◆ Input data:

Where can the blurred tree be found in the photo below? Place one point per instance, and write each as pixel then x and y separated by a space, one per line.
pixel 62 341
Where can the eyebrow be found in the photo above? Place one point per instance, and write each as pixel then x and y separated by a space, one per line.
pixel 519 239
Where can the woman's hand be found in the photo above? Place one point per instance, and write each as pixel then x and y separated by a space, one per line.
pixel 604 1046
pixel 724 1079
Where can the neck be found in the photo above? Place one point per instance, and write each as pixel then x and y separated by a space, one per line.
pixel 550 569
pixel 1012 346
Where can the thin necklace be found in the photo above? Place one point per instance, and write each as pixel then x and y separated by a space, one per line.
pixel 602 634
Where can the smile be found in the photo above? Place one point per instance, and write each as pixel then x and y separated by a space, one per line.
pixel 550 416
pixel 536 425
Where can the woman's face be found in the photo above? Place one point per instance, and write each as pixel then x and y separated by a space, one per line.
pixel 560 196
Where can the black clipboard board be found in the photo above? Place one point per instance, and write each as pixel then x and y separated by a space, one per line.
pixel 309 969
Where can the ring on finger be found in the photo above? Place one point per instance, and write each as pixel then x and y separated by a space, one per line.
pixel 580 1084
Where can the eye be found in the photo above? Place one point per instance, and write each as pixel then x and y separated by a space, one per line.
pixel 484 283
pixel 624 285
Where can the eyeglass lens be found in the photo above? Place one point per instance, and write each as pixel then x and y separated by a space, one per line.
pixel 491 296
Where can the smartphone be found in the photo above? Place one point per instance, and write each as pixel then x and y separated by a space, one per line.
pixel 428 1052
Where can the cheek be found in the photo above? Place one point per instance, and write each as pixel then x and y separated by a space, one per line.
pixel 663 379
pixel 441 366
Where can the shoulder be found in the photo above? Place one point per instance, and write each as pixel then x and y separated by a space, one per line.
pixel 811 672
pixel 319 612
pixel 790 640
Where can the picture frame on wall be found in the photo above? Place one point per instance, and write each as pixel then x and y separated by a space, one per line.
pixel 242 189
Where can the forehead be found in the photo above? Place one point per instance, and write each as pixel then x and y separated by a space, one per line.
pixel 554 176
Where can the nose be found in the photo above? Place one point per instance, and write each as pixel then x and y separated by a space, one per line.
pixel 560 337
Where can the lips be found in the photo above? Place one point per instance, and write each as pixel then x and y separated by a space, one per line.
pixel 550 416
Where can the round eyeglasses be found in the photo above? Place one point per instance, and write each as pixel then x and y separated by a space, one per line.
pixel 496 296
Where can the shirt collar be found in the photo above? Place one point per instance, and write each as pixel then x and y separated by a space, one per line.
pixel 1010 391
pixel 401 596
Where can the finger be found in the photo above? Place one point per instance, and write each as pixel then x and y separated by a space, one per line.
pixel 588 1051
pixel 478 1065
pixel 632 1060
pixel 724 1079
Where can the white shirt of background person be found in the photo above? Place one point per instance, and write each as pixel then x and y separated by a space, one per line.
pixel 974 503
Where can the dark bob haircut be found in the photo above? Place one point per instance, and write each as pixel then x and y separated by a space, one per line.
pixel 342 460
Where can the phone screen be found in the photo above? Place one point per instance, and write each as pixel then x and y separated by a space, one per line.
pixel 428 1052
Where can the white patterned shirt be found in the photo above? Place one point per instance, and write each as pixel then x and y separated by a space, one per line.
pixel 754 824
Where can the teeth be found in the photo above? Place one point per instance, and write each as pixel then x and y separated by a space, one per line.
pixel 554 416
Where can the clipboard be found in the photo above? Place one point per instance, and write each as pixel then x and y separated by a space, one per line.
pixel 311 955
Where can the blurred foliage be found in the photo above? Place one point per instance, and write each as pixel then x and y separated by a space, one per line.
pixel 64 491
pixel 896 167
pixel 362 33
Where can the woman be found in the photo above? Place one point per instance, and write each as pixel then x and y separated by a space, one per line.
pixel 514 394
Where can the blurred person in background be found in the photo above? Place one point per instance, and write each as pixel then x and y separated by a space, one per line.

◆ What the task asks: Print every line you see above, exactly as written.

◆ Task answer:
Where can the blurred tree be found in the photo below? Place one point per instance, and write each as pixel then x and y separated by a space, one per line.
pixel 62 341
Where can the eyebrow be found in the photo above? Place one point per instance, and write each as pixel then x and y separated by a space, one per line.
pixel 519 239
Where can the woman's hand be found in the photo above? Place one point per instance, and write each as pixel then x and y separated by a space, one per line.
pixel 604 1046
pixel 724 1079
Where can the neck be found in the photo above? Place one point per instance, and write each as pixel then x and y separated by a space, one per line.
pixel 550 569
pixel 1012 346
Where can the thin necklace be found in the photo above? Place one point per instance, and write each as pixel then x and y separated by a space, one per line.
pixel 602 634
Where can the smile be found in the photo above? Place one point per instance, and write each as pixel then x and y separated by a space, one per line.
pixel 550 416
pixel 536 425
Where can the woman's face be found in the photo above? Place one point per instance, and write each as pixel then x and y separated by a space, one per line.
pixel 560 196
Where can the black clipboard board be found in the photo above? Place one point per instance, and write each as pixel then x and y separated by a space, one per line.
pixel 309 969
Where can the ring on finger be found in the photo above? Place one point per instance, and write each as pixel then x and y separated by a space, one per line.
pixel 580 1084
Where can the eye be found in the photo above? Place one point per instance, and write each as pixel then x and y separated by a space, one per line.
pixel 484 283
pixel 624 285
Where can the eyeglass lens be found in the photo above? Place one point per instance, and write each as pixel then x and y separated by a space, one per line.
pixel 491 296
Where can the smartphone be found in the photo above? Place one point per instance, and write each as pixel then x and y separated by a space, one per line.
pixel 428 1052
Where can the cheek be found in the photo above? Place one point per instance, and write each as pixel then x and y separated by a space, one per line.
pixel 663 379
pixel 441 366
Where can the shoulder be found in the photo above? Place one point per instance, and write each as pixel then x and y separated by a space, one per line.
pixel 811 672
pixel 319 612
pixel 790 640
Where can the picture frame on wall be found in the photo above? Place one point per instance, and write each as pixel then x and y separated by a space, one per line.
pixel 242 189
Where can the forehead be found in the photo above? Place one point per instance, and write each as pixel then x and y separated by a space, one per line.
pixel 554 176
Where can the nose be found in the photo above? Place one point per instance, and write each as pixel then x and y separated by a space, one per line.
pixel 560 337
Where can the lips be found in the photo above? Place one point per instance, and write each as pixel then x and y separated by a space, one per line.
pixel 550 416
Where can the round eyeglasses be found in the photo above? Place one point per instance, and write each as pixel then x and y separated by a space, one per line.
pixel 496 296
Where can the shirt collar be found in the photo above? Place one point per instance, and write each as pixel then x and y separated by a space, one per line.
pixel 1010 391
pixel 401 596
Where can the finger be found in the photo above? Place one point per instance, and write each as pixel then x and y separated by a space, one per line.
pixel 588 1051
pixel 478 1065
pixel 632 1060
pixel 724 1079
Where can the white shirt of background person be found in the photo above? Place one point per instance, and write each as pixel then x and y separated by a space, one per line.
pixel 974 503
Where can the dark bob haircut be found in the photo above? Place one point per instance, and write each as pixel then x and y separated by a space, one per line.
pixel 342 460
Where can the phone screen be found in the photo above? Place one point per instance, and write each as pixel then x and y separated by a space, one per line.
pixel 428 1052
Where can the white patterned shirt be found in the photo above? Place one point per instance, and write each as pixel then x and y separated by a space, one per line.
pixel 754 824
Where can the teeth be found in the photo above? Place one point per instance, and write each as pixel then x and y separated by a space, one per line.
pixel 554 416
Where can the clipboard be found in the photo above? Place one point per instance, and write each as pixel then x and y separated by a space, one per line.
pixel 311 955
Where can the blurred foliage be found in the photo above? Place one point per instance, and write each as pixel then x and y separated by a space, one per line.
pixel 64 491
pixel 896 167
pixel 362 33
Where can the woman be found in the photo above? Place one point per instance, and write each as pixel then x and y separated by a space, one per line.
pixel 514 394
Where can the blurred person in background be found in the photo above? Place one point per instance, and write each as pixel then x and y separated by a space, one per line.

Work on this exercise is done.